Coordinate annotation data
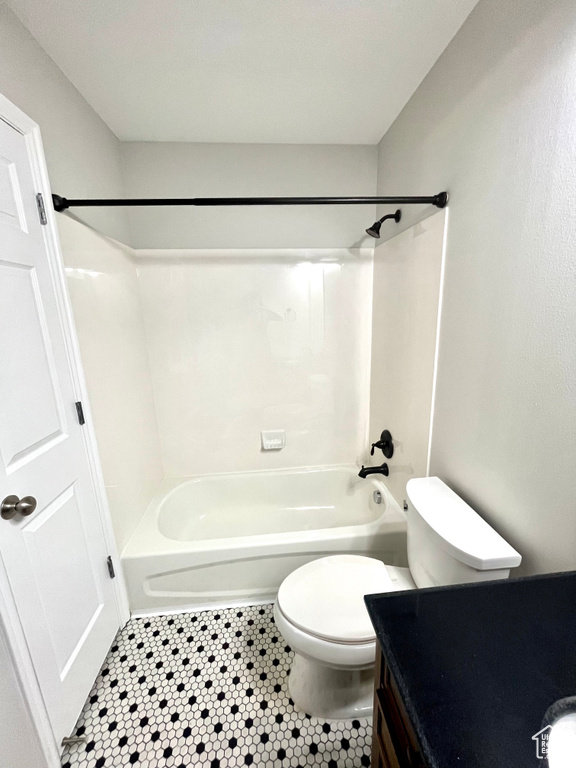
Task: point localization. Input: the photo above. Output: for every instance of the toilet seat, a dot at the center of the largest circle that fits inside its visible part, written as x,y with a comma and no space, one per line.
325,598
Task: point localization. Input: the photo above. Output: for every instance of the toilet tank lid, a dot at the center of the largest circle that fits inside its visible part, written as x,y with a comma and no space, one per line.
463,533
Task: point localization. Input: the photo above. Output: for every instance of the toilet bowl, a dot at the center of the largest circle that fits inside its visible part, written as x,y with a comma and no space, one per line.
...
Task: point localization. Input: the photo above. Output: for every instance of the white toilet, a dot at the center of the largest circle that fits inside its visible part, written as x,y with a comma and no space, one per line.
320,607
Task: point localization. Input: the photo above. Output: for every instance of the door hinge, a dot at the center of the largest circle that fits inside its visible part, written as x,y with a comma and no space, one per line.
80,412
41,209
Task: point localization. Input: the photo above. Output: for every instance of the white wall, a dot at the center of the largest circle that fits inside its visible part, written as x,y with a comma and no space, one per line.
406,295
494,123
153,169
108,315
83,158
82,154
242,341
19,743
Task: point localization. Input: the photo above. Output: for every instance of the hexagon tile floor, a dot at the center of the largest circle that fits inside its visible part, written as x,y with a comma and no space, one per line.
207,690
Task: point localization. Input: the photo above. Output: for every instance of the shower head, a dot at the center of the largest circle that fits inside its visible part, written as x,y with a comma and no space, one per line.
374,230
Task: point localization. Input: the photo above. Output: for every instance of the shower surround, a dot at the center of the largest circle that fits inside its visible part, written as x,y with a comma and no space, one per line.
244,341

**Requirement**
Rewrite the lines starting with the line with "the toilet tank" and going on through the line with "toilet bowl, a", replacing "point localization" with "point placement" and leaving everything else unchanged. Return only those lines.

**Answer**
Task: point placement. Input: the photo above. Output: for every instance of the toilet tank lid, a dot at the center of the largest circle that fits inside its visible part, written as x,y with a comma and no space, one per line.
463,533
Task: point placement. Input: the photo above. Output: for every instance of the toilet bowl, a dot at the center of the largest circle that fits inside its visible part, written as x,y with a comma and no space, one per line.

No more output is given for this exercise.